The internal fissures were sparked by Trump, but others in the state have deepened the divides. Activists have scapegoated Republicans who didn’t give in to Trump’s demands. Top-tier candidates spoke at “Trump Won” rallies and promoted his election fraud mythology.

Many officials have embraced or echoed those lies, and most were silent after Trump mused at a rally in Perry that he wished Kemp had been defeated by Stacey Abrams, the archnemesis of many a Georgia Republican.

Those silent Republicans don’t want to invite further scorn from the former president and his followers. But that tightrope act will get more perilous by the day, as Kelly Loeffler and Perdue can attest, particularly in the Atlanta suburbs that the GOP is desperate to win back.

“Sometimes Republicans are our own worst enemy,” said state Rep. Kasey Carpenter, R-Dalton. “I hope that the internal drama doesn’t prevent us from moving Georgia forward. But election-year politics are pretty tricky.”

• • • •

= What to do =
1. In the Georgia Republicans passage, who did Trump say at the Perry rally he wished had defeated Kemp?
2. Transcribe the stretch of the Georgia Republicans passage from "The internal fissures" through "a Georgia Republican.".
Rely only on the Georgia Republicans passage, not the entries.

= Data to examine =
• • • •

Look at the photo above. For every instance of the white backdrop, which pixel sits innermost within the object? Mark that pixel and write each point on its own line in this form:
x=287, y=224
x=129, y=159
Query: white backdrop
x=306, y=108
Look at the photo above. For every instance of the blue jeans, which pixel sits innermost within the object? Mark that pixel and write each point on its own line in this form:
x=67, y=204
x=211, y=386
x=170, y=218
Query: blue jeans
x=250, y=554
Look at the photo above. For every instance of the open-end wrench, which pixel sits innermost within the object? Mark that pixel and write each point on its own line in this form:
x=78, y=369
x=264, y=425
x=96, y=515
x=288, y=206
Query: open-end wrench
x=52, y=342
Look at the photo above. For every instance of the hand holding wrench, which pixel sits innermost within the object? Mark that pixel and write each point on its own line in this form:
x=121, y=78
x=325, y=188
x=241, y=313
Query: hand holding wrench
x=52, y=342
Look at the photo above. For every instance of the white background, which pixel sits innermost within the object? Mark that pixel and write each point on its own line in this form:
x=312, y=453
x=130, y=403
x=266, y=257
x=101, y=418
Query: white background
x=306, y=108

• • • •

= Answers to this exercise =
1. Stacey Abrams

2.
The internal fissures were sparked by Trump, but others in the state have deepened the divides. Activists have scapegoated Republicans who didn’t give in to Trump’s demands. Top-tier candidates spoke at “Trump Won” rallies and promoted his election fraud mythology.

Many officials have embraced or echoed those lies, and most were silent after Trump mused at a rally in Perry that he wished Kemp had been defeated by Stacey Abrams, the archnemesis of many a Georgia Republican.